**Your goal**
When you reach the line that contains "Query: white water spray" in the data below, start reproducing lines exactly, and stop after the line that contains "of the grass".

**Dataset extract**
----

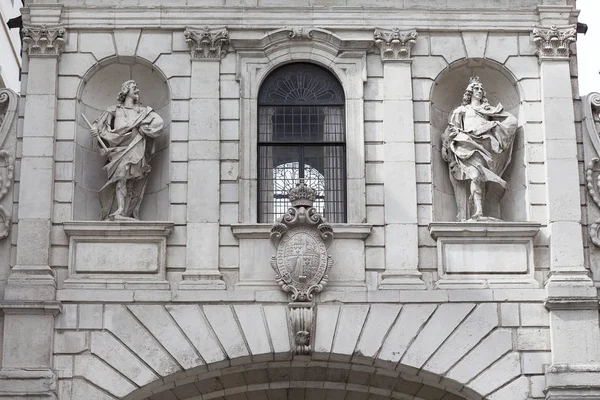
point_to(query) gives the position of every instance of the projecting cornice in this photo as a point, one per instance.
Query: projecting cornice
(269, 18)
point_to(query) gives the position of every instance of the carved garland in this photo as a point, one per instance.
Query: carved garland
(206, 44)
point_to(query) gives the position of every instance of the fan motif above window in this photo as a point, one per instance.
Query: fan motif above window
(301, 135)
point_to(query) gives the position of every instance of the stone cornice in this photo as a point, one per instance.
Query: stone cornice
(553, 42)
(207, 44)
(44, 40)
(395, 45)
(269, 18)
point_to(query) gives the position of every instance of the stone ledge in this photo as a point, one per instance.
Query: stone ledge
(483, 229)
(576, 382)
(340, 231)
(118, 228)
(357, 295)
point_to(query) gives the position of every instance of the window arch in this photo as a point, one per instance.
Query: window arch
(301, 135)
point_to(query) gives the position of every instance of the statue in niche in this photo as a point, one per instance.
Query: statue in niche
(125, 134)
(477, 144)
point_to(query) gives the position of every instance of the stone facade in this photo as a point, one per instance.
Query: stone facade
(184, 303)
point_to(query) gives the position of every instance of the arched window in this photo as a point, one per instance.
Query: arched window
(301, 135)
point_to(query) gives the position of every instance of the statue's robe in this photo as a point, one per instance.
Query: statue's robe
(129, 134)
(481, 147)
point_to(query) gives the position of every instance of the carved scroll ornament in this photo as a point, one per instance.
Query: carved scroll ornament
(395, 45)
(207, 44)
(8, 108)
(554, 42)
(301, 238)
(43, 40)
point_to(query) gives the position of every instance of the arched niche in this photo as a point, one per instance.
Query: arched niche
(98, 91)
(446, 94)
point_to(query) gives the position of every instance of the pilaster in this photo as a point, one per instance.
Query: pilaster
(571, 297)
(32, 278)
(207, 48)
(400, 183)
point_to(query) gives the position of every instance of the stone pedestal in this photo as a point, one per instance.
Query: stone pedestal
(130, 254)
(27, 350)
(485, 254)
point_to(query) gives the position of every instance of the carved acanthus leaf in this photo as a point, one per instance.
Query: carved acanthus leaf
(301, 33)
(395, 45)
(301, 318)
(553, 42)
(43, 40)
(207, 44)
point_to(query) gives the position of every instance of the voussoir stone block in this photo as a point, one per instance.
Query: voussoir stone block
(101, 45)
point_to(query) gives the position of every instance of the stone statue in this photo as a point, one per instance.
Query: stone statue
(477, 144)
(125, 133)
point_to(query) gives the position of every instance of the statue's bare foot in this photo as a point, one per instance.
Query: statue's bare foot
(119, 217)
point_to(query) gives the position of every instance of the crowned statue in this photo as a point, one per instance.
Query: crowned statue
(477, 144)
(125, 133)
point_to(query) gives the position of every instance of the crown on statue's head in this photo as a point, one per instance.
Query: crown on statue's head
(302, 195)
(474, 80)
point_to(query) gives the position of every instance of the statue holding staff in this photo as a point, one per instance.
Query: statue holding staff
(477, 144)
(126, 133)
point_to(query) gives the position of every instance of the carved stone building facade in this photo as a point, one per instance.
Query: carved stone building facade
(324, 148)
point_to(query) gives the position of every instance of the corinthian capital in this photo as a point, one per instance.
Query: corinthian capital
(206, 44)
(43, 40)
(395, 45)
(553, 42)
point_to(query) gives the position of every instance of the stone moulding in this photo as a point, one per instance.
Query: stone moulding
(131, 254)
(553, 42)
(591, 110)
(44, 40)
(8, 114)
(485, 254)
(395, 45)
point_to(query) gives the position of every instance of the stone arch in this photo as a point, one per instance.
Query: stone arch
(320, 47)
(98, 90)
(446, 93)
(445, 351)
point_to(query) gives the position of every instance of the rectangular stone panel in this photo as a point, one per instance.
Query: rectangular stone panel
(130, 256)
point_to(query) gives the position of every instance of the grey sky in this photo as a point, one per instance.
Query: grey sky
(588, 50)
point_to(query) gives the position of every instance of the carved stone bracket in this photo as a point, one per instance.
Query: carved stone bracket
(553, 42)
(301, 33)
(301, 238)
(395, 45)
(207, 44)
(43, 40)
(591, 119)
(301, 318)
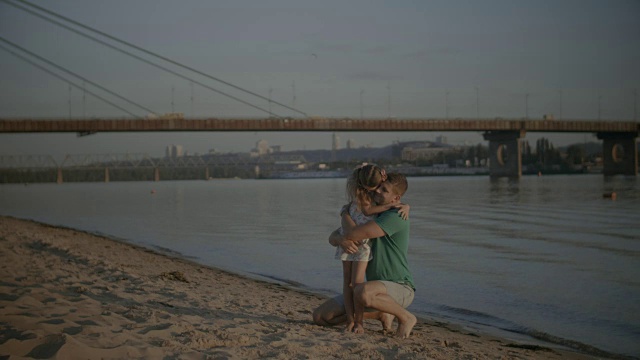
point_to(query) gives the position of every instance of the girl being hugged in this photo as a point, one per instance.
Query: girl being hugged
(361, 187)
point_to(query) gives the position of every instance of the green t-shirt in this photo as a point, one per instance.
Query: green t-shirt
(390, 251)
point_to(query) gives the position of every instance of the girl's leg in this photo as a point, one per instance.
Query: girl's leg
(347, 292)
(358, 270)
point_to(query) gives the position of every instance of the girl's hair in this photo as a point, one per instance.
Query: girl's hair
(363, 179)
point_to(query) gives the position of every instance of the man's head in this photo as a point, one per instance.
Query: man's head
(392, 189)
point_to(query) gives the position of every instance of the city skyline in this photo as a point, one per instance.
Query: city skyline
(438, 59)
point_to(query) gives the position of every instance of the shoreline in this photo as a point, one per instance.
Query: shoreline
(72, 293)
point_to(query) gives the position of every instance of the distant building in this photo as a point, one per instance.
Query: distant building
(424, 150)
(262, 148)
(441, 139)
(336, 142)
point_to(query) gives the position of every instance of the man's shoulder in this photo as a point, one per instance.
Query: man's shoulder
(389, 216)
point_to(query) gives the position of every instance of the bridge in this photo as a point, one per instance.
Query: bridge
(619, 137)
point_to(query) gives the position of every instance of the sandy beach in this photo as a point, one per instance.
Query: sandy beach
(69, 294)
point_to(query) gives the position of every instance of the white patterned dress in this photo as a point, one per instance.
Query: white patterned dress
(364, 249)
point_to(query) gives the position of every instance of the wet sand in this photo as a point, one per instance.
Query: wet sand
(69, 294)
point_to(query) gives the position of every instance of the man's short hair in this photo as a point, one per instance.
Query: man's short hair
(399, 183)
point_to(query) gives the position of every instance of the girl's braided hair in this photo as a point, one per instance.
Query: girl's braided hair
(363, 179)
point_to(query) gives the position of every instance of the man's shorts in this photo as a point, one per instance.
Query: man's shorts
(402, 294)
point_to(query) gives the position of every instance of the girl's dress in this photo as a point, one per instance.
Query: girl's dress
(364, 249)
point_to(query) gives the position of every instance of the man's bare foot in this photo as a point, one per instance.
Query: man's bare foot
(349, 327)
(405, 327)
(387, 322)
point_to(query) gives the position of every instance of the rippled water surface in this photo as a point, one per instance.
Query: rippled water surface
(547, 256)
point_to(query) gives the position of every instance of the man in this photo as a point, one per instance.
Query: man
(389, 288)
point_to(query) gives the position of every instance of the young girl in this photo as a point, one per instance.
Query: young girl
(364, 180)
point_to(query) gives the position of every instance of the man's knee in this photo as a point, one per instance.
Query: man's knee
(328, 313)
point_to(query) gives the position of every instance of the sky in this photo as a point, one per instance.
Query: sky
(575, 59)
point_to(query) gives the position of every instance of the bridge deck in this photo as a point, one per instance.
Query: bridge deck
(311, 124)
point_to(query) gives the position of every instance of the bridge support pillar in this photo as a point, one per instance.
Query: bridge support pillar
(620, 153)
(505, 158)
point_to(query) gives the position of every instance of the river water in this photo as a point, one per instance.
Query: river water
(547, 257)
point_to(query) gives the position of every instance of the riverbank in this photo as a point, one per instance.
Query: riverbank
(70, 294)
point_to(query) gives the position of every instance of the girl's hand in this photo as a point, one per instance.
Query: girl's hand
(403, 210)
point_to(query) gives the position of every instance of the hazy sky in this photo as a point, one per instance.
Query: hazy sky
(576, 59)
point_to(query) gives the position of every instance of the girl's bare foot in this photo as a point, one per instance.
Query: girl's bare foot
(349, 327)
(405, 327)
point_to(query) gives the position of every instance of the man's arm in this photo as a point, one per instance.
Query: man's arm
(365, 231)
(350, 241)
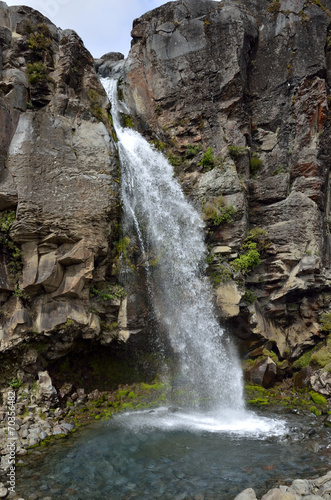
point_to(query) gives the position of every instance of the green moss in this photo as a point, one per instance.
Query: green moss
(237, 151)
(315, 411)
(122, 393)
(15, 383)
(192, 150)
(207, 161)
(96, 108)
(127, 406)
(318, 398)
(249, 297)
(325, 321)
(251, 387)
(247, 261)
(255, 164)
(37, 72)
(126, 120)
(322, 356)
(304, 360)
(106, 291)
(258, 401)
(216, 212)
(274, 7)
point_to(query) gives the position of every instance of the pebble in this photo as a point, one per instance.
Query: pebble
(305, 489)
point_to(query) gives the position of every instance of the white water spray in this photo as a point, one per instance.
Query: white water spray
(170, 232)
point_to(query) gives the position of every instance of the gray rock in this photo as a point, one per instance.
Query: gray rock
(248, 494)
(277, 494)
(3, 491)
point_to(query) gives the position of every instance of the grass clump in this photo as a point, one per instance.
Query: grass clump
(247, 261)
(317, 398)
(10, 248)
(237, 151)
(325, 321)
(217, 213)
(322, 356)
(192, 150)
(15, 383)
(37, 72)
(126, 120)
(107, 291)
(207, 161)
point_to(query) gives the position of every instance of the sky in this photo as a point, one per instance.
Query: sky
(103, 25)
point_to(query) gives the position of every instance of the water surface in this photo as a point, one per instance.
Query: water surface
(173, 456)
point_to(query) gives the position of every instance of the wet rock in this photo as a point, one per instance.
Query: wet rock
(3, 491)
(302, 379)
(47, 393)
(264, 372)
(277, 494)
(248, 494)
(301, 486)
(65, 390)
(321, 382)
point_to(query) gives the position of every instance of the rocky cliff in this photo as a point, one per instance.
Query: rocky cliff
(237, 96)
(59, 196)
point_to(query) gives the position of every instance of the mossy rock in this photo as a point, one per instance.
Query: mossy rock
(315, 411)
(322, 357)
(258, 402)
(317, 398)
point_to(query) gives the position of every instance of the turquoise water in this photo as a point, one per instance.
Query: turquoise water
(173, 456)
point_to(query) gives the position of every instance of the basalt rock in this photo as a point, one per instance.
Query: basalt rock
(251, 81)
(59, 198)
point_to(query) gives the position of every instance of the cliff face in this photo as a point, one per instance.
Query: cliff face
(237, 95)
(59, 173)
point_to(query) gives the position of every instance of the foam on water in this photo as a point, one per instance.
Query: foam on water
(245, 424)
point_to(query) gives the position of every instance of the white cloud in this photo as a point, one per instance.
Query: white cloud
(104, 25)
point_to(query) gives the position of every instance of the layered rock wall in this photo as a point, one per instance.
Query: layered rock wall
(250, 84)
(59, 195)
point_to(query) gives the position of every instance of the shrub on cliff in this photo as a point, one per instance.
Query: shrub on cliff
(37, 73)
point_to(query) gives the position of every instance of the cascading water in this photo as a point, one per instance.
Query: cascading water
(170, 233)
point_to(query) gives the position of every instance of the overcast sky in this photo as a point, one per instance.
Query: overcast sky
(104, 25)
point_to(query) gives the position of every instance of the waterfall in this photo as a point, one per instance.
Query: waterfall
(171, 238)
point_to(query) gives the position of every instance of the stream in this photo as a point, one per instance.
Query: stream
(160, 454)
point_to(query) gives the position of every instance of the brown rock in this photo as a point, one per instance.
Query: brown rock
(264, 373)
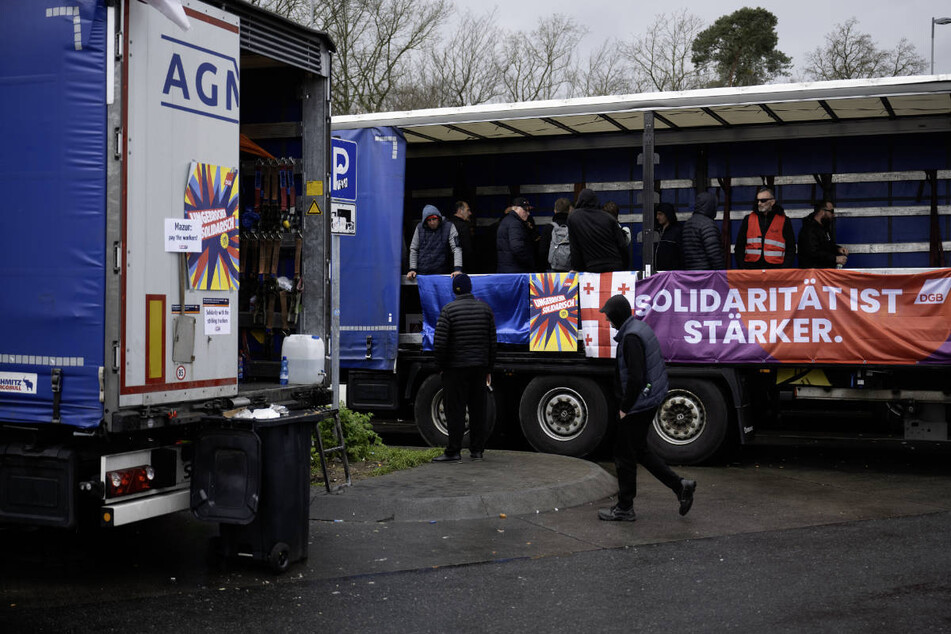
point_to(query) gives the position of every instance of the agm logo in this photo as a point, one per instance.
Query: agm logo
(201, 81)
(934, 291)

----

**Exercise response**
Query: white water spray
(170, 232)
point_to(query) gives the position of every instance of the gray rock in this photo as a point, one per instance.
Query: gray rock
(248, 494)
(277, 494)
(3, 491)
point_to(query) gives the position of every instance of the grass clump in this photo as a point, one per instance.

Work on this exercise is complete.